> [What you have to do]
All of the data must be retyped exactly, with nothing left out.

> [Study material]
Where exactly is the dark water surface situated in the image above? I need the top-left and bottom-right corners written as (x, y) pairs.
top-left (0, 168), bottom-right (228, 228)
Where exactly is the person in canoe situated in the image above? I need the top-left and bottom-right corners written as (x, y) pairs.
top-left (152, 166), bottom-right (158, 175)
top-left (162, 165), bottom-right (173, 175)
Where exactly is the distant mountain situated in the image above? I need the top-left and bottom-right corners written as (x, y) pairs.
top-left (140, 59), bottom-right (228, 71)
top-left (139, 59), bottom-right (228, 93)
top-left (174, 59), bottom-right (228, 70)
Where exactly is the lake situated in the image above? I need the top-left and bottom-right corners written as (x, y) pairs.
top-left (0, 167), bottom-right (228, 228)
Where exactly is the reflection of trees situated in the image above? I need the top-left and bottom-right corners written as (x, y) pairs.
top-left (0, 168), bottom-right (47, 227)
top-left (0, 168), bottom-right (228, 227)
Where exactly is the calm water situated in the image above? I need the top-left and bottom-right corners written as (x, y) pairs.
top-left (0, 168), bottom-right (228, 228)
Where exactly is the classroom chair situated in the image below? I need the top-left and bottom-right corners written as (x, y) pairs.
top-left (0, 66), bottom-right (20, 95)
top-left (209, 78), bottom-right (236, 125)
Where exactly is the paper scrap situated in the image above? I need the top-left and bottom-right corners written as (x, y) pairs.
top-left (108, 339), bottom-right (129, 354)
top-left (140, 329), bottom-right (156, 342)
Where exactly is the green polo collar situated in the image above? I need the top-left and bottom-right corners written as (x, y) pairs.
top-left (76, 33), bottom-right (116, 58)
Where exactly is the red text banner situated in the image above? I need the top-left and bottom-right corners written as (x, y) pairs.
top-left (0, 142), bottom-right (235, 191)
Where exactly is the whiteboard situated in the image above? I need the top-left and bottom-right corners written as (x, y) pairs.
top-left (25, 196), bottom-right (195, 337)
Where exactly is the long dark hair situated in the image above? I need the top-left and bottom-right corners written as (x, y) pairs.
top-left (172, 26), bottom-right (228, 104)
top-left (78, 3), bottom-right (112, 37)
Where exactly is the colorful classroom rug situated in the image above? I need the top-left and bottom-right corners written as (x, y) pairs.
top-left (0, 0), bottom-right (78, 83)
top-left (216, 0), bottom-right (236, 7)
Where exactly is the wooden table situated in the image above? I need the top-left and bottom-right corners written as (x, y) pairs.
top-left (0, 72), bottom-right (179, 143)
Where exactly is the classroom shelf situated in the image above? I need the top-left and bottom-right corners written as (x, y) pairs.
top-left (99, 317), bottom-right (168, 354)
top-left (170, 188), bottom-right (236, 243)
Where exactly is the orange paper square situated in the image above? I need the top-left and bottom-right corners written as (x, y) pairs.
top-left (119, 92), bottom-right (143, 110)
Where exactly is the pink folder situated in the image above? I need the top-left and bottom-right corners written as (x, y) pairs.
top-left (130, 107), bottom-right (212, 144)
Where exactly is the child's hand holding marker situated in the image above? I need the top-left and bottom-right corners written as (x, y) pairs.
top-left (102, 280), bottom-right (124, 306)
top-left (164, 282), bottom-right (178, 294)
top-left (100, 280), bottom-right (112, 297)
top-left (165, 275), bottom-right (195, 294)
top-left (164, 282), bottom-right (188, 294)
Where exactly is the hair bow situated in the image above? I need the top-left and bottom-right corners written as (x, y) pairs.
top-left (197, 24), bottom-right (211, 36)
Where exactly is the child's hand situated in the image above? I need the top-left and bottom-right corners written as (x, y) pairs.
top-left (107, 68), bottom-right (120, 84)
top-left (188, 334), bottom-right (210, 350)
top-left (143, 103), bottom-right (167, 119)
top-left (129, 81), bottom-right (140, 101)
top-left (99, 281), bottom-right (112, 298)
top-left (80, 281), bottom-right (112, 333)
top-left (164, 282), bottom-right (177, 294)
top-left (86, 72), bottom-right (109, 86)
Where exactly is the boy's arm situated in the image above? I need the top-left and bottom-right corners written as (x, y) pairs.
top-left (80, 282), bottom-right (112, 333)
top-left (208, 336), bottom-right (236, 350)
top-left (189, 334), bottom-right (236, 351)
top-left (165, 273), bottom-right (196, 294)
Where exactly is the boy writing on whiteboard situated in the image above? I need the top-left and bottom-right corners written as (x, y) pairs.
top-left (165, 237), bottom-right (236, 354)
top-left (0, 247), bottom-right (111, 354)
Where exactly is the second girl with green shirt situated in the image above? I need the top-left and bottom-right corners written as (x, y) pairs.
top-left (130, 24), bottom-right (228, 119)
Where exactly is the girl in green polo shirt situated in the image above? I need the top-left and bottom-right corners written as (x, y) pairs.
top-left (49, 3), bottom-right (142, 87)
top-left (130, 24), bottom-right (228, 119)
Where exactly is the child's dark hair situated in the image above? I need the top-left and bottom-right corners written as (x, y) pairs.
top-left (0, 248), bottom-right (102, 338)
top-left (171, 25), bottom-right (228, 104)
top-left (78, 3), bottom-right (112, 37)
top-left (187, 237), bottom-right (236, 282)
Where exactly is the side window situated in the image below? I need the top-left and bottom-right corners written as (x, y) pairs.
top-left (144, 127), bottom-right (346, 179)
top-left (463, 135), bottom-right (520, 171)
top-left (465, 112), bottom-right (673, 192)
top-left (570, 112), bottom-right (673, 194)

> [Exercise output]
Where exactly is the dark water surface situated in the image above? I need the top-left and bottom-right corners written as (x, y) pairs.
top-left (0, 168), bottom-right (228, 228)
Where exactly is the person in canoe situated in the image above? I need the top-left and bottom-right corners written as (x, y) pairs.
top-left (152, 166), bottom-right (158, 175)
top-left (162, 165), bottom-right (173, 175)
Where exactly is the distant mountain situated in the image above? I need the top-left and bottom-right corners written as (x, y) pairs.
top-left (140, 59), bottom-right (228, 71)
top-left (139, 59), bottom-right (228, 93)
top-left (174, 59), bottom-right (228, 70)
Where exactly is the lake situated in the image above? I need the top-left and bottom-right corners written as (x, y) pairs.
top-left (0, 167), bottom-right (228, 228)
Where exactly is the reflection of trees situated in the image above? I need the top-left and bottom-right corners written as (x, y) pairs.
top-left (0, 168), bottom-right (47, 227)
top-left (0, 168), bottom-right (228, 227)
Where exactly is the calm water situated in the image above? I need the top-left and bottom-right corners written as (x, y) pairs.
top-left (0, 168), bottom-right (228, 228)
Where exactly is the classroom chair situated in the image below? I need the top-left and bottom-right corners written as (x, y) pairs.
top-left (0, 66), bottom-right (20, 95)
top-left (209, 78), bottom-right (236, 125)
Where exactly is the paper scrap situated in the image above? I need the top-left and bottom-right corners written as (x, y) pairs.
top-left (108, 339), bottom-right (129, 354)
top-left (140, 329), bottom-right (156, 342)
Where exactly is the green polo collar situated in the image above? I need the top-left and bottom-right corners written as (x, y) pairs.
top-left (76, 33), bottom-right (116, 58)
Where exactly is the red text banner situated in the image above? I need the top-left and bottom-right corners written as (x, y) pairs.
top-left (0, 142), bottom-right (235, 191)
Where exactly is the whiteboard situated in the image above? I need the top-left and bottom-right corners written as (x, y) pairs.
top-left (25, 196), bottom-right (195, 337)
Where exactly is the long dark hair situated in the image above? I need the top-left and bottom-right corners written as (x, y) pairs.
top-left (172, 26), bottom-right (228, 104)
top-left (78, 3), bottom-right (112, 37)
Where exactly is the colorful classroom rug situated in the image above? I need the top-left and bottom-right corners written as (x, y) pairs.
top-left (0, 0), bottom-right (78, 83)
top-left (216, 0), bottom-right (236, 7)
Where exactly is the wooden table situated in the image above? I need the top-left and bottom-right corners written as (x, y) pairs.
top-left (0, 72), bottom-right (179, 143)
Where exactly is the classroom shelf situated in the image above? I need the top-left and bottom-right corners written as (x, y) pairs.
top-left (99, 317), bottom-right (168, 354)
top-left (170, 188), bottom-right (236, 243)
Where exactly is the orange paper square situated in the image above? I need the top-left and bottom-right corners written as (x, y) pairs.
top-left (119, 92), bottom-right (143, 110)
Where exactly is the pink folder situated in the image above? I need the top-left and bottom-right corners written as (x, y) pairs.
top-left (130, 107), bottom-right (212, 144)
Where exactly is the child's hand holding marker situated in the image above? I need the top-left and bottom-right corners written as (x, y) pairs.
top-left (102, 280), bottom-right (124, 306)
top-left (164, 282), bottom-right (178, 294)
top-left (100, 280), bottom-right (112, 297)
top-left (165, 275), bottom-right (195, 294)
top-left (164, 282), bottom-right (188, 294)
Where exactly is the hair bow situated in the image above? I need the top-left and bottom-right corners written as (x, y) pairs.
top-left (197, 24), bottom-right (211, 36)
Where exactly is the child's hand situated in the image above? I need the top-left and bottom-right corners written as (x, y) pairs.
top-left (107, 68), bottom-right (120, 84)
top-left (188, 334), bottom-right (210, 350)
top-left (143, 103), bottom-right (167, 119)
top-left (129, 81), bottom-right (140, 101)
top-left (99, 281), bottom-right (112, 298)
top-left (80, 281), bottom-right (112, 333)
top-left (164, 282), bottom-right (177, 294)
top-left (86, 72), bottom-right (109, 86)
Where exactly is the boy's arm situated in the image above? I need the top-left and bottom-right corners written as (x, y) pairs.
top-left (80, 282), bottom-right (112, 333)
top-left (208, 336), bottom-right (236, 350)
top-left (189, 334), bottom-right (236, 351)
top-left (165, 273), bottom-right (196, 294)
Where exactly is the boy writing on whiteboard situated in the image above? I need the top-left and bottom-right corners written as (x, y) pairs.
top-left (165, 237), bottom-right (236, 354)
top-left (0, 247), bottom-right (111, 354)
Where exactly is the second girl with green shirt situated in the image above? I need the top-left and bottom-right corners written as (x, y) pairs.
top-left (130, 24), bottom-right (228, 119)
Where exactly is the girl in green polo shirt situated in the image above? I need the top-left and bottom-right corners written as (x, y) pairs.
top-left (49, 3), bottom-right (142, 87)
top-left (130, 24), bottom-right (228, 119)
Where exactly is the child's dark hair situated in the image above? I need the top-left and bottom-right corners written as (x, y) pairs.
top-left (0, 248), bottom-right (102, 338)
top-left (171, 25), bottom-right (228, 104)
top-left (78, 3), bottom-right (112, 37)
top-left (187, 237), bottom-right (236, 282)
Where exactly is the side window situated in the image below? I need the top-left and bottom-right corners written as (x, y) pairs.
top-left (144, 127), bottom-right (346, 179)
top-left (463, 135), bottom-right (520, 171)
top-left (465, 112), bottom-right (673, 192)
top-left (570, 112), bottom-right (673, 194)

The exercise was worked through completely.